[Task to carry out] Retype exactly the lines of the material below, from the one containing "the white door" through the last, with both ends kept.

[Records]
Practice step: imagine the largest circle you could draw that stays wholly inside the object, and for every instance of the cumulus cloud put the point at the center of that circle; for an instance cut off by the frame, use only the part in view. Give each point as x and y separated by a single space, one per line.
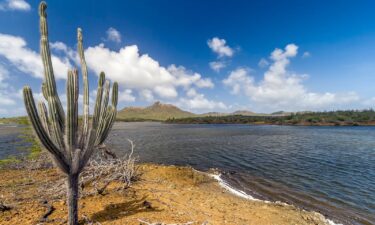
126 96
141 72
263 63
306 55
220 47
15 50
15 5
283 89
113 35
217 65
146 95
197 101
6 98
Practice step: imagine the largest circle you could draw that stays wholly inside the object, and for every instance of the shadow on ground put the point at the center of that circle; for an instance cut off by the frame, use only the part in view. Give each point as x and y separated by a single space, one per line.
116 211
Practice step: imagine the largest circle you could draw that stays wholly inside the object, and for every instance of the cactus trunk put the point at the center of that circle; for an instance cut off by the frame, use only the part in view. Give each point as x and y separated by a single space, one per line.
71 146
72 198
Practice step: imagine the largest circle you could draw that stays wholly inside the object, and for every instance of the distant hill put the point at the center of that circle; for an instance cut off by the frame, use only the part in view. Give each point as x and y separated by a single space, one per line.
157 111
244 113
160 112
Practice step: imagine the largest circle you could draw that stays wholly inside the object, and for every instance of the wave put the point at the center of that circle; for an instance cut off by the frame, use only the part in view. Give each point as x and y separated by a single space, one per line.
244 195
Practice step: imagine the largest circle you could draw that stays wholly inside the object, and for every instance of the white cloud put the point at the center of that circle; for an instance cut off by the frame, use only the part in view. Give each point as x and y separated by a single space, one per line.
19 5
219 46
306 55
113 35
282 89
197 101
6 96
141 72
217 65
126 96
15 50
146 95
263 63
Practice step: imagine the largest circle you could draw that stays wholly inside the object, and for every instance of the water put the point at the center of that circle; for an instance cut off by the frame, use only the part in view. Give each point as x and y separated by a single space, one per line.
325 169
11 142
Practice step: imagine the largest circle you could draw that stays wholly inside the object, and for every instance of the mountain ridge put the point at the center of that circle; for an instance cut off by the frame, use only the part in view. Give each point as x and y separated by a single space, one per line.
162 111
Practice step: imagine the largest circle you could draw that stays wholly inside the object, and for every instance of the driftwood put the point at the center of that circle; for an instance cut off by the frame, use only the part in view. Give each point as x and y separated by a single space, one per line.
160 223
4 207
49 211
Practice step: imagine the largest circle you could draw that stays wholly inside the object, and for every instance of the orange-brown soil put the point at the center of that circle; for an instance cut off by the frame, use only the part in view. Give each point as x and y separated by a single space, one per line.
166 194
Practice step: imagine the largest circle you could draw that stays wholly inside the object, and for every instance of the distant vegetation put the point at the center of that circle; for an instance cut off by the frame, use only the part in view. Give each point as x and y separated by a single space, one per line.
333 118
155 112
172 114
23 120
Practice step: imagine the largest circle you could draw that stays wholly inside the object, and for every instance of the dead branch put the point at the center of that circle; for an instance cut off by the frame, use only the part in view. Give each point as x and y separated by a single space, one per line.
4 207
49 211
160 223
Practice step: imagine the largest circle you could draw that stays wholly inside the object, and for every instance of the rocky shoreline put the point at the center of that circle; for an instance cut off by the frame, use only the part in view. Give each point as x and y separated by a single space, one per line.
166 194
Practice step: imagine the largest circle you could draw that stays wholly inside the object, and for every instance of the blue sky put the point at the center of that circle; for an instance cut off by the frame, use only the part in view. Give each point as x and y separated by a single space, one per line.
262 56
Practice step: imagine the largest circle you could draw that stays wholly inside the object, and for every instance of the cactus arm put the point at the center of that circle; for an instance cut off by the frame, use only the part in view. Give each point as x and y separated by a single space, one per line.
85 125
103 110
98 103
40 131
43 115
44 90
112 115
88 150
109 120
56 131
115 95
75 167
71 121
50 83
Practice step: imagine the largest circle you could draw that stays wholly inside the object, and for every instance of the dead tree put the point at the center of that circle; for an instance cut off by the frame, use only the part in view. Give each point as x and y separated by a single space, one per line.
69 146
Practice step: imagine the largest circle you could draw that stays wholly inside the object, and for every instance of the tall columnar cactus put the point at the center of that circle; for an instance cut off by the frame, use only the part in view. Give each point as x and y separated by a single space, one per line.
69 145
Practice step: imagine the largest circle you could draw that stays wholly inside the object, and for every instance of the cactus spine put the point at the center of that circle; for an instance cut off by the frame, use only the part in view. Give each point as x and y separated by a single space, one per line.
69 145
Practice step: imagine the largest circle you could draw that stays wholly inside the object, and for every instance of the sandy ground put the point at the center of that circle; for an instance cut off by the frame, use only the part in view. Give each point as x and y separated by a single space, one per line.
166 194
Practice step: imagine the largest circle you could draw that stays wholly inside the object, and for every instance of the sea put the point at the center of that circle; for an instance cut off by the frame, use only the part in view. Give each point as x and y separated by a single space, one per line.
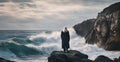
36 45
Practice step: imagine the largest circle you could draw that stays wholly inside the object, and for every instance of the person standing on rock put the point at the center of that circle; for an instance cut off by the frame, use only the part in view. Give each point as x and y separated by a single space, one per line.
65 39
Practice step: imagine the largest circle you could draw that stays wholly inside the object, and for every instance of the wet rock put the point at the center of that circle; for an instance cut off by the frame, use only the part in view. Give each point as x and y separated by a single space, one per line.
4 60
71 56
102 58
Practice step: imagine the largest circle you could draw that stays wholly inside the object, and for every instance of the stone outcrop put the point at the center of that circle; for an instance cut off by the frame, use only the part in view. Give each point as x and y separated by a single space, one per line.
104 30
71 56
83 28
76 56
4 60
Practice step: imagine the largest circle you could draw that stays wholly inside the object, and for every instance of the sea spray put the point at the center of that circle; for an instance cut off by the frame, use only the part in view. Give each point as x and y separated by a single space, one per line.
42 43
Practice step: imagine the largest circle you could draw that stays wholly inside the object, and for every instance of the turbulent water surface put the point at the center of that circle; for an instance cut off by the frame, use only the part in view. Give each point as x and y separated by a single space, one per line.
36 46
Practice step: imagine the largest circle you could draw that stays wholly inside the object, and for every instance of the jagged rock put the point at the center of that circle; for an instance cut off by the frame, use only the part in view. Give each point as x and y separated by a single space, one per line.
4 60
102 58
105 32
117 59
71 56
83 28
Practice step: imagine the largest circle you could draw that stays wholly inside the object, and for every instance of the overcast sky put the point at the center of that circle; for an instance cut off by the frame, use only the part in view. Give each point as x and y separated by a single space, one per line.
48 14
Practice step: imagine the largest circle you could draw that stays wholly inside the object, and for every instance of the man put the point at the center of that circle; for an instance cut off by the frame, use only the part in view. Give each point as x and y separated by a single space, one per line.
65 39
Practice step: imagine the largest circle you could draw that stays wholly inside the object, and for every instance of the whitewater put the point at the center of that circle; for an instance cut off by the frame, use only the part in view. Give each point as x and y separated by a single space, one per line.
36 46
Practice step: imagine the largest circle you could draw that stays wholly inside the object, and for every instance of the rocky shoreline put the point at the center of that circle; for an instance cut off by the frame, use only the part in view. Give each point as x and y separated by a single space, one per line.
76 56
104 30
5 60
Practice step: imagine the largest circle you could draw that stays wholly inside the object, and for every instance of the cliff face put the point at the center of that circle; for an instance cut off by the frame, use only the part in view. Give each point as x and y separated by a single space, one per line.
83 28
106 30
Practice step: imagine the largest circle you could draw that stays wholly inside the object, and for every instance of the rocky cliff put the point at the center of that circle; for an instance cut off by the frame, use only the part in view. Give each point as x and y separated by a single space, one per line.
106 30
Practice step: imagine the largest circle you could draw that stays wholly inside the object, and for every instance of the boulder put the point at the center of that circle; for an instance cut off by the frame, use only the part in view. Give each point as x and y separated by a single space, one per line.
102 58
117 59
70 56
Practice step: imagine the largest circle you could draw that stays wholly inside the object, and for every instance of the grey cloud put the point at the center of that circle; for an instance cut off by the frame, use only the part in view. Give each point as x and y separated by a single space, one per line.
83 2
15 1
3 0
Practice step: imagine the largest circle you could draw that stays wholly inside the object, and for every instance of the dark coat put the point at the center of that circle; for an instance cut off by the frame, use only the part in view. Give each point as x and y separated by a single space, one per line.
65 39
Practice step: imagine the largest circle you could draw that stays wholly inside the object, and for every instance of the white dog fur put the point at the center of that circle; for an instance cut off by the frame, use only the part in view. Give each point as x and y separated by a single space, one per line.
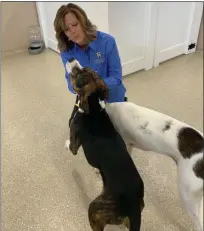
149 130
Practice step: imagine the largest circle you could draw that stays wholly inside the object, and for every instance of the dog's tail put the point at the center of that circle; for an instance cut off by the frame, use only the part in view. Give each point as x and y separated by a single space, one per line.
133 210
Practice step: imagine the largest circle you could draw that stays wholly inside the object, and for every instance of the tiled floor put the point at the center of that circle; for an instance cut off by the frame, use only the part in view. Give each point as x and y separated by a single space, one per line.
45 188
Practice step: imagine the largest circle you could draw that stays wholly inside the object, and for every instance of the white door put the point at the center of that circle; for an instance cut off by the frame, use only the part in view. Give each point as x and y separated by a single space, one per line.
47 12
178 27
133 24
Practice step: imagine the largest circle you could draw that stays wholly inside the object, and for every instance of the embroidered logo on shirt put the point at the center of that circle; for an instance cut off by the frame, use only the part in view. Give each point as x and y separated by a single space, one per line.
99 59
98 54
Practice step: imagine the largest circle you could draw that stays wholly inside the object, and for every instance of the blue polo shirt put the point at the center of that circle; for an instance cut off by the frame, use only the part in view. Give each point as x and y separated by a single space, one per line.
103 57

[Answer box]
Practice step: imagine the largest circle you could draw that stays wholly inside the object, and for every instance of the white door put the point at the center of that circle; for an instance cut off by the frame, use only the part in view. Give each point as x and y separated by a single space, one per line.
47 12
178 27
133 24
Practice step: imagine the largest circle you could draw that stays wholly inside the object, and for every instance of the embroidered logo on shirt put the point at the center of that circle; for an instance cut off by the frame, use only the part in view. Give each point as x and y separated by a single space, one per line.
99 59
98 54
Practice step: imagine the largest circle you could draw that stays wholly inside the object, and for every instance of the blue polo shirt put the point at the center of that circle; for an instance cut off by the frame, use only the part in view. Give each point as x and y separated by a single space, one per line.
103 57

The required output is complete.